** Source extract follows **

Streamlit and iFood: Empowering the Monitor Rosa project

Hey, Streamlit community! 👋

My name is Heber A. Scachetti, and I'm a Data Squad Lead at iFood.

I joined iFood in 2020 after participating in a hackathon that introduced me to the Monitor Rosa project, a volunteer initiative aimed at helping the Brazilian Association of Lymphoma and Leukemia (Abrale) to address the challenges faced by patients with breast cancer.

In this post, I'll share with you how I used GitHub Actions, Google Storage, and Streamlit to create an app for the Monitor Rosa project.

What is the Monitor Rosa project?

Before we dive into the app, I want to share with you a little background on the Monitor Rosa project and how iFood, Abrale, and Streamlit helped make it happen:

  • iFood. iFood has been instrumental in supporting my involvement in the Monitor Rosa project through its unique employee engagement program called "Minha Quarta" (" My Wednesday"). This initiative allows iFood employees, including myself, to dedicate every Wednesday to personal development, learning, and volunteering. By providing this dedicated time, iFood indirectly contributes to the project's success by enabling its employees to invest their skills and expertise in initiatives that make a meaningful impact on society.
  • Abrale. Abrale is a non-profit organization created in 2002 by patients and their families with the mission of offering help and mobilizing partners so that all people with cancer and blood diseases have access to the best treatment. Abrale is the leader of the TJCC Movement (Movimento Todos Juntos Contra o Câncer—"All Together against Cancer"), developing projects related to breast cancer, such as Monitor Rosa.
  • Streamlit. Streamlit helped me create interactive data visualizations for the Monitor Rosa project.

The support from iFood has been invaluable, as it has allowed me to balance my professional responsibilities with my passion for making a difference in the lives of patients and their families. This partnership showcases the potential for technology companies to positively impact society by supporting initiatives that aim to improve the lives of those in need. It also highlights the importance of fostering a culture of learning and social responsibility within the corporate environment.

And now, let's dive into the app!

App overview

The app consolidates data from different sources, including the Brazilian public health system (SUS) and other data providers. It helps you explore key performance indicators (KPIs) and gain insights into Brazil's current state of cancer and blood disease treatment.

There are three repositories:

  1. devops-pysus-get-files automates the data collection from SUS and other sources, ensuring the project has access to the most up-to-date information.
  2. sus-kpis-analysis consolidates the collected data, maintains analyses of the KPIs, and will eventually contain models and other data artifacts that can be consumed by dashboards and other data visualization tools.
  3. streamlit-monitor-rosa contains the Streamlit app (deployed on Streamlit Community Cloud) and serves as the main interface for users to interact with the data.

** End of Source extract **
** Source data follows **

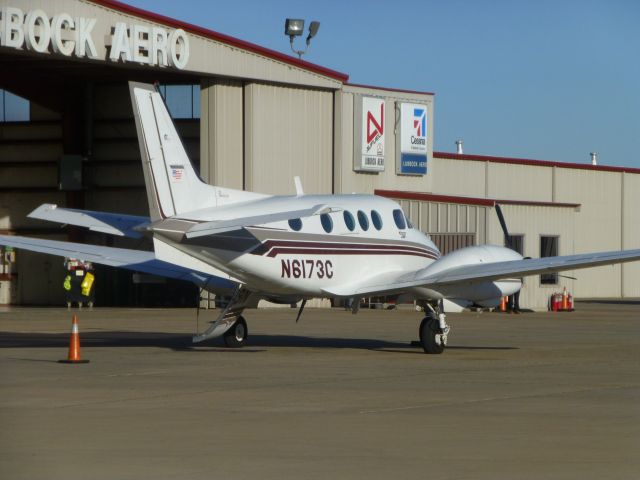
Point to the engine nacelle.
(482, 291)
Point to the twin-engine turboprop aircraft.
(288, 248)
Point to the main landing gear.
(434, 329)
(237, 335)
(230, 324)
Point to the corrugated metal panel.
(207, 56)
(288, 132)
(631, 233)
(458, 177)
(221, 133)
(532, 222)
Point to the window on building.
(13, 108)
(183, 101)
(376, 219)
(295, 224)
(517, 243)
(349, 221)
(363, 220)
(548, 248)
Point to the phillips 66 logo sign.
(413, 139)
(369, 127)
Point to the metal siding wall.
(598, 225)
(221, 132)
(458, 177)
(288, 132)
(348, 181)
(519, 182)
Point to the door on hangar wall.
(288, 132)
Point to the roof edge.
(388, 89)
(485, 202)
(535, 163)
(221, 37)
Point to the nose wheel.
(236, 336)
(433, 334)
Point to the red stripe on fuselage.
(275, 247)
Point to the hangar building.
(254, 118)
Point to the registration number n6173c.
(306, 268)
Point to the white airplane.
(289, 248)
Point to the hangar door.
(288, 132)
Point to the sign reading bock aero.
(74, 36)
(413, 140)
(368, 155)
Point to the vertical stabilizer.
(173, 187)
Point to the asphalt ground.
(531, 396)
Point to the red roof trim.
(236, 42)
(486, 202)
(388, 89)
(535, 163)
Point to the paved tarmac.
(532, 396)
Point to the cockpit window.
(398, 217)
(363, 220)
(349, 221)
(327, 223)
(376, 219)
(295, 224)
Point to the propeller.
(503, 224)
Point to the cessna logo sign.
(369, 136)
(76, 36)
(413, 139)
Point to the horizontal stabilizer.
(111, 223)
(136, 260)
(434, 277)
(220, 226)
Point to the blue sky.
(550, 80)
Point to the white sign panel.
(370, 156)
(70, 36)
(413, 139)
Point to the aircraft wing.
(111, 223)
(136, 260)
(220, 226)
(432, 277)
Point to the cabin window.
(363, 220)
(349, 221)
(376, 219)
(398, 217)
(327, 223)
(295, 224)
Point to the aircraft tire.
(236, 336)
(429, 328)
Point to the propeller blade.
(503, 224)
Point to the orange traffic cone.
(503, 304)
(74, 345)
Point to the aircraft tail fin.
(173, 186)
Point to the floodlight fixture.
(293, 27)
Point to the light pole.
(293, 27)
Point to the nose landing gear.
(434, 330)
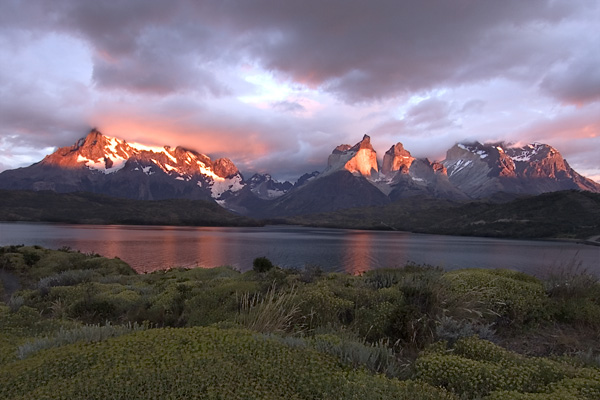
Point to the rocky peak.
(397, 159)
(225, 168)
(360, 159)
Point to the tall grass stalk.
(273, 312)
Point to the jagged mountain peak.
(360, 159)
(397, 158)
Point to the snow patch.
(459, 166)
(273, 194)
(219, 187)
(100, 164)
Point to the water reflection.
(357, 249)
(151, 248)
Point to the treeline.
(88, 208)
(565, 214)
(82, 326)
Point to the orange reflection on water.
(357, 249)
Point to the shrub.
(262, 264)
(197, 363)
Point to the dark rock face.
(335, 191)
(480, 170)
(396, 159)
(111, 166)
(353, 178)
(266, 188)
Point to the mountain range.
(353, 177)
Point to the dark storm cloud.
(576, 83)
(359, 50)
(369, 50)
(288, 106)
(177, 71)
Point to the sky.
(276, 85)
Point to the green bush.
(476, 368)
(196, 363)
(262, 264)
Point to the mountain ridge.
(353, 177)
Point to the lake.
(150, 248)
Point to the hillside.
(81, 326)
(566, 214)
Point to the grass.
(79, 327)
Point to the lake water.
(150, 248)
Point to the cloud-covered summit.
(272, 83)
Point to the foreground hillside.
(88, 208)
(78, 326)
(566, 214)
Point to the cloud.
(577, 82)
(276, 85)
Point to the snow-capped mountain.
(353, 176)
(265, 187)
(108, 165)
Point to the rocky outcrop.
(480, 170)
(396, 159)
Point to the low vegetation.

** End of Source data **

**What the task requires**
Quote the Monitor Rosa post word for word, starting with "I joined iFood" and ending after "with breast cancer.".

**Result below**
I joined iFood in 2020 after participating in a hackathon that introduced me to the Monitor Rosa project, a volunteer initiative aimed at helping the Brazilian Association of Lymphoma and Leukemia (Abrale) to address the challenges faced by patients with breast cancer.